## Estratto del documento

"""

La Sicilia entra da oggi in zona gialla. Il livello di rischio era stato in qualche modo anticipato dall’ordinanza del presidente della Regione, Nello Musumeci, emanata il 22 agosto scorso, quando furono individuati 55 Comuni con una bassa percentuale di vaccinati, inferiore al 60 per cento del totale della popolazione vaccinale. E con una incidenza di contagi in sette giorni (13-19 agosto) superiore a 150 casi per 100 mila abitanti.
L’ordinanza del governatore prevedeva un tavolo permanente tra Asp e sindaci per raggiungere i target di immunizzati, l’utilizzo di mascherine all’aperto nei contesti di presenza di molti cittadini (quali ad esempio le strade), il divieto di assembramento in pubblico e le misure di contenimento per gli eventi privati (tampone nelle 48h antecedenti).
Nell’isola, intanto, sono presenti ancora dei Comuni in arancione: Barrafranca, Niscemi, Comiso e Vittoria.
In merito alla situazione, ieri, si era espresso così il prefetto di Palermo, Giuseppe Forlani.
“La decisione del governo nazionale pone in zona gialla tutta l’isola: le mascherine vanno indossate obbligatoriamente all’aperto, ma è difficile che ciò accada. I controlli non sono semplici soprattutto per quanto riguarda la mascherina all’aperto. Noi i controlli li facciamo, circa 2000 al giorno. E’ evidente che in una provincia come quella di Palermo, la violazione del non indossare la mascherina può essere talmente diffusa che è difficile da controllare“, ha spiegato Forlani.

"""

Voci di dati estratte:
"""

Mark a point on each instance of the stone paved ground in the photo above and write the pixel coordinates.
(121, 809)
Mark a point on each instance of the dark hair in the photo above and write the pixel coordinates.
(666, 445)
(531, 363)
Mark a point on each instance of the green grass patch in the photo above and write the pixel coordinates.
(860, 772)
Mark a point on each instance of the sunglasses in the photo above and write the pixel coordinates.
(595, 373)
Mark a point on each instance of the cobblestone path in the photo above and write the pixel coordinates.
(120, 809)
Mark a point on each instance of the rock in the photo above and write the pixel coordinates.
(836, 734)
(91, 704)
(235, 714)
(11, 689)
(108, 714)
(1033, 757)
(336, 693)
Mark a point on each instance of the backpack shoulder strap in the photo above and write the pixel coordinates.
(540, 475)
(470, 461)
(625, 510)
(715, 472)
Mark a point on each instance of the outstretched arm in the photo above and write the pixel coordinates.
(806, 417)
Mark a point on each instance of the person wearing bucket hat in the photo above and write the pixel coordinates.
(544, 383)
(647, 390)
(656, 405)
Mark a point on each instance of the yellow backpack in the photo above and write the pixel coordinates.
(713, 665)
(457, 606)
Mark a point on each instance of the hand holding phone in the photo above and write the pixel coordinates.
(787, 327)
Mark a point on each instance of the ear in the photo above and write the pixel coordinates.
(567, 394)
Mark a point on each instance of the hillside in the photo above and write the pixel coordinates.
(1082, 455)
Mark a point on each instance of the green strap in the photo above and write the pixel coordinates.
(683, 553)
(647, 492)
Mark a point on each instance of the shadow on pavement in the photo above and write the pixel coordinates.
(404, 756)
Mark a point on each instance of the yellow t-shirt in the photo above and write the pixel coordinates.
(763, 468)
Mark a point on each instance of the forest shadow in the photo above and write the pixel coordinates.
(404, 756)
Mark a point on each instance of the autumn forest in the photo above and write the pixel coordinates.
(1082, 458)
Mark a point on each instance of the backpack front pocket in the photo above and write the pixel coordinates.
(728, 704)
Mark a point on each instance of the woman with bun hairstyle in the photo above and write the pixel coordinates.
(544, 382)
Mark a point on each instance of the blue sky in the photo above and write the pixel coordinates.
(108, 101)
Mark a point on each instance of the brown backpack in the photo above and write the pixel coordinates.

"""

## Applicazione della lettura
a) Secondo l'articolo sulla Sicilia in zona gialla, quali Comuni dell'isola si trovano ancora in zona arancione?
b) Prosegua l'articolo sulla Sicilia in zona gialla a partire dalla sua ultima frase.
Le righe non hanno alcun ruolo in questa attività.

## Risposte
a) Barrafranca, Niscemi, Comiso e Vittoria.

b)
“Vengono intensificati i controlli in funzione della progressione dei provvedimenti e abbiamo cercato di organizzare al meglio il personale sapendo che o le persone si convincono a rispettare le norme o noi non possiamo stare dietro a tutti. Di certo – prosegue – le forze dell’ordine sono presenti nei luoghi più affollati, noi sanzioniamo ma dobbiamo evitare che si crei l’affollamento“.
Nel solo mese di agosto sono state controllate 50mila persone, da inizio pandemia 500 mila e 20 mila locali, circa 7000 le sanzioni amministrative. “Le sanzioni che pagano sono le chiusure dei negozi perché – ha concluso – quelle alle persone è un impatto che non si avverte immediatamente. Quelli che pagano sono una minima parte“.